_WORK ITEM_
Transcribe each line of the material with no alterations.

[DATA TO PROCESS]

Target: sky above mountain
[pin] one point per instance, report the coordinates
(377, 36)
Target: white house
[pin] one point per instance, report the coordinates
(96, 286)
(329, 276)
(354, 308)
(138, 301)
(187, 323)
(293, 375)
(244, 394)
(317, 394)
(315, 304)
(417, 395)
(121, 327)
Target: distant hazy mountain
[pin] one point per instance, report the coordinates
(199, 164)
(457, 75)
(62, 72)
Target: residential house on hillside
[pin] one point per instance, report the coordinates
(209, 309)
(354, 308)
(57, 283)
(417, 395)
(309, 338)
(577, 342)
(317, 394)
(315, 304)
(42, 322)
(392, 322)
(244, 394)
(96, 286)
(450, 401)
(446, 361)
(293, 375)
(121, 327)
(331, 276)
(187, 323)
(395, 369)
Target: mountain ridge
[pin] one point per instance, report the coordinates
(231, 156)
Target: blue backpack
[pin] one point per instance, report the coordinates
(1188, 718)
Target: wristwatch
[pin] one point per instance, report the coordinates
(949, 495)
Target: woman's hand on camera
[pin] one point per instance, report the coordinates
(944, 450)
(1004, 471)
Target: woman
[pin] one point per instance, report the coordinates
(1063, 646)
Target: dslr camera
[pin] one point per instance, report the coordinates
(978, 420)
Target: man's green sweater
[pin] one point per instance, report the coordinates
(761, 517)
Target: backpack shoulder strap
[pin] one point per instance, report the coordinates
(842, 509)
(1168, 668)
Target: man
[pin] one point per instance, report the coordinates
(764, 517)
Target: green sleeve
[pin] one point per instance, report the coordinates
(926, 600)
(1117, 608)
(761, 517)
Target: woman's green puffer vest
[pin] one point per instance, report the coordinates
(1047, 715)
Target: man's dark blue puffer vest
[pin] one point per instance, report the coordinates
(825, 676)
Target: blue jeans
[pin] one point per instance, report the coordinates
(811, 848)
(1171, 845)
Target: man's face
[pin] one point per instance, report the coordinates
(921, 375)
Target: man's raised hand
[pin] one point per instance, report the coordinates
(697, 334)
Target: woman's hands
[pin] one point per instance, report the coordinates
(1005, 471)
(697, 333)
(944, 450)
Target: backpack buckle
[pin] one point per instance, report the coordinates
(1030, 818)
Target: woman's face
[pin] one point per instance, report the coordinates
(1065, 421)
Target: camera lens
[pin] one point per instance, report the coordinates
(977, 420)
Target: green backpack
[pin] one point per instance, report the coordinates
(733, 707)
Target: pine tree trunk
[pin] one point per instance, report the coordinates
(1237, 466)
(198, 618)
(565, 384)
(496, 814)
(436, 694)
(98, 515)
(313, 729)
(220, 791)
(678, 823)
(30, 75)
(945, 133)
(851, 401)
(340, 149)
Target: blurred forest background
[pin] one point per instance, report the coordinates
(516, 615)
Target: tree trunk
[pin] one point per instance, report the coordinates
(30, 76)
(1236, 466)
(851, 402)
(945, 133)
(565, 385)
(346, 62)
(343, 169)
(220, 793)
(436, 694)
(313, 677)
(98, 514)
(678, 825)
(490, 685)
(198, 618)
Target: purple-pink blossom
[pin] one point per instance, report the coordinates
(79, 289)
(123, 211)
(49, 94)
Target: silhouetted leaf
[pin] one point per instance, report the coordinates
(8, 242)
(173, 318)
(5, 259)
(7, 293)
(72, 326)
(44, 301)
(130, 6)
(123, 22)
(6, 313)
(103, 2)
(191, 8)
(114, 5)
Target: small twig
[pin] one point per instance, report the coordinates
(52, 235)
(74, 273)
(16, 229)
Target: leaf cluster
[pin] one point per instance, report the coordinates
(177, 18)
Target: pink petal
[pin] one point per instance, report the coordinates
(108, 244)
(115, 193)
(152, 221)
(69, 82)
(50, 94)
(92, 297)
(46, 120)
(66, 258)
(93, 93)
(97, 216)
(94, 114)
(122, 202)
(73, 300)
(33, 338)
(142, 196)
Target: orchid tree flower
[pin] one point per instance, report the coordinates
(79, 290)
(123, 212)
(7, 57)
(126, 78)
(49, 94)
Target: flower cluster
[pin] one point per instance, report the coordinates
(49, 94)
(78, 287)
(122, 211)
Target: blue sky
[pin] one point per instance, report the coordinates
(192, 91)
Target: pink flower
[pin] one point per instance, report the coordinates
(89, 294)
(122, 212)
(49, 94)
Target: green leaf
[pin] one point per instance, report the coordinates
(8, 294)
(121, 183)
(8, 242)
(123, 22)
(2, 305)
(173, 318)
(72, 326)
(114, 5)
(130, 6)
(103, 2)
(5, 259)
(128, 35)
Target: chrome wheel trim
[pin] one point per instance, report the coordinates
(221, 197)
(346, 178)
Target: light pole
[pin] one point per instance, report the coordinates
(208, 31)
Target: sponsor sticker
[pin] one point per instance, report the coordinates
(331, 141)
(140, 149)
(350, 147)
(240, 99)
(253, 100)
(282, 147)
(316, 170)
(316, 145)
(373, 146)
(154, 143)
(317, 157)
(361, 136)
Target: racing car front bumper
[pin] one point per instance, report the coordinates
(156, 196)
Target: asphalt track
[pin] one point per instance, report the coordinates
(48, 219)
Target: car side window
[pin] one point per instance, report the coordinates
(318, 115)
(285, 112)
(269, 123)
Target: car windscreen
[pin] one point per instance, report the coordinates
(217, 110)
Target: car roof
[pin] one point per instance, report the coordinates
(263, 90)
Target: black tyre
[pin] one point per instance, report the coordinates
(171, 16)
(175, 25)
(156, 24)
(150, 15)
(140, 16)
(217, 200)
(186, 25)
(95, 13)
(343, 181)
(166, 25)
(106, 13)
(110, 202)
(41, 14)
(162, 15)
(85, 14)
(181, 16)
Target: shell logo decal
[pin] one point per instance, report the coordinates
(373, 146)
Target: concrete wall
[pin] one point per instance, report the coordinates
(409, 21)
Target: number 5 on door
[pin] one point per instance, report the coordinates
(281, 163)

[/DATA TO PROCESS]

_SOLUTION TO THIS TASK_
Target: sky above mountain
[pin] one point per instance, report the coordinates
(377, 36)
Target: white house
[pin] one point per instance, report the coordinates
(96, 286)
(329, 276)
(354, 308)
(138, 301)
(187, 323)
(293, 375)
(244, 394)
(317, 394)
(315, 304)
(417, 395)
(121, 327)
Target: distant hazy mountain
[pin] one point per instance, report the coordinates
(199, 164)
(457, 75)
(62, 72)
Target: residential house on hillside
[pin] one point per instance, report the coordinates
(209, 309)
(354, 308)
(57, 283)
(417, 395)
(309, 338)
(577, 342)
(317, 394)
(315, 304)
(42, 322)
(392, 322)
(244, 394)
(96, 286)
(450, 401)
(446, 361)
(293, 375)
(121, 327)
(331, 276)
(187, 323)
(395, 369)
Target: mountain ridge
[pin] one point per instance, report the coordinates
(231, 156)
Target: blue backpack
[pin] one point per instance, report the coordinates
(1188, 718)
Target: wristwatch
[pin] one point per instance, report the coordinates
(949, 495)
Target: woman's hand on camera
[pin] one point per instance, report the coordinates
(944, 450)
(1004, 471)
Target: woman
[pin] one point per instance, report the coordinates
(1063, 646)
Target: dslr camera
[pin] one point per instance, report the coordinates
(978, 420)
Target: man's green sweater
[pin] one point per instance, report the coordinates
(761, 517)
Target: backpack shoulder strap
[pin] one point per instance, report the coordinates
(842, 509)
(1168, 668)
Target: man
[pin] one point per instance, report the coordinates
(764, 517)
Target: green sleeve
[pin] one point per instance, report the coordinates
(926, 600)
(1117, 608)
(761, 517)
Target: woman's green puffer vest
[pin] one point per instance, report the coordinates
(1047, 715)
Target: man's dark blue puffer vest
[pin] one point per instance, report the coordinates
(825, 676)
Target: blue jeans
[pin] one point per instance, report the coordinates
(811, 848)
(1171, 845)
Target: man's face
[pin] one point per instance, report the coordinates
(921, 375)
Target: man's raised hand
[pin] one point per instance, report the coordinates
(697, 334)
Target: woman's hands
[pin] one point per instance, report the coordinates
(1005, 471)
(697, 333)
(944, 450)
Target: backpack buckle
[pin] one point per instance, report the coordinates
(1030, 818)
Target: woman's face
[pin] one point per instance, report the coordinates
(1065, 421)
Target: camera lens
[pin] one point per instance, report the coordinates
(977, 420)
Target: green backpack
[pin] one point per instance, report the coordinates
(733, 707)
Target: pine tree trunk
[pin] one point per instance, report the coordinates
(1237, 466)
(198, 618)
(565, 384)
(496, 814)
(436, 694)
(98, 515)
(313, 729)
(220, 791)
(678, 823)
(30, 75)
(945, 133)
(851, 401)
(340, 149)
Target: blurred forest background
[pin] one point per instance, report the coordinates
(516, 615)
Target: tree trunk
[pin] one point per instance, report the coordinates
(30, 76)
(1236, 466)
(851, 402)
(945, 133)
(565, 385)
(346, 62)
(343, 169)
(220, 793)
(436, 694)
(313, 677)
(98, 514)
(678, 825)
(490, 685)
(198, 618)
Target: purple-pink blossom
[pin] one point per instance, report the coordinates
(79, 289)
(123, 211)
(49, 94)
Target: silhouetted leaf
[pin] one point per instance, report the coordinates
(8, 242)
(173, 318)
(5, 259)
(7, 293)
(72, 326)
(44, 301)
(130, 6)
(123, 22)
(6, 313)
(103, 2)
(191, 8)
(114, 5)
Target: small twig
[pin] one point per instance, report the coordinates
(52, 235)
(74, 273)
(16, 229)
Target: leaf cluster
[pin] one point per instance, report the coordinates
(177, 18)
Target: pink petal
[pin] one point per instance, report the coordinates
(108, 244)
(115, 193)
(152, 221)
(69, 82)
(50, 94)
(92, 297)
(46, 120)
(66, 258)
(93, 93)
(97, 216)
(94, 114)
(122, 202)
(73, 300)
(33, 338)
(142, 196)
Target: orchid tree flower
[pin] one point per instance, report the coordinates
(79, 290)
(123, 212)
(7, 57)
(126, 78)
(49, 94)
Target: flower cluster
[pin] one point per instance, report the coordinates
(49, 94)
(78, 287)
(122, 211)
Target: blue sky
[pin] one point per instance, report the coordinates
(192, 91)
Target: pink flower
[pin] one point per instance, report the coordinates
(89, 294)
(122, 212)
(49, 94)
Target: green leaf
[pin] one point per instance, report the coordinates
(8, 294)
(121, 183)
(8, 242)
(123, 22)
(2, 305)
(173, 318)
(72, 326)
(114, 5)
(130, 6)
(103, 2)
(5, 259)
(128, 35)
Target: chrome wheel trim
[pin] one point per instance, report the coordinates
(221, 197)
(346, 178)
Target: light pole
[pin] one point per instance, report the coordinates
(208, 31)
Target: sponsor sticker
[pin] one point per instance, report the coordinates
(331, 141)
(140, 149)
(350, 147)
(240, 99)
(253, 100)
(282, 147)
(316, 170)
(316, 145)
(373, 146)
(154, 143)
(317, 157)
(361, 136)
Target: racing car front bumper
[pin] one point per instance, report the coordinates
(156, 196)
Target: asphalt track
[pin] one point per instance, report the coordinates
(48, 219)
Target: car side window
[pin] one point per instance, report the coordinates
(318, 115)
(285, 112)
(269, 123)
Target: car windscreen
[pin] one point per instance, report the coordinates
(217, 110)
Target: car roof
[pin] one point per instance, report the coordinates
(263, 90)
Target: black tyre
[pin] one point per instance, report the coordinates
(171, 16)
(175, 25)
(156, 24)
(150, 15)
(140, 16)
(217, 200)
(186, 25)
(95, 13)
(343, 181)
(166, 25)
(106, 13)
(110, 202)
(41, 14)
(162, 15)
(85, 14)
(181, 16)
Target: shell logo decal
[pin] one point per instance, report the coordinates
(373, 146)
Target: concrete wall
[pin] one point per instance, report the coordinates
(409, 21)
Target: number 5 on door
[pin] one point per instance, report the coordinates
(281, 163)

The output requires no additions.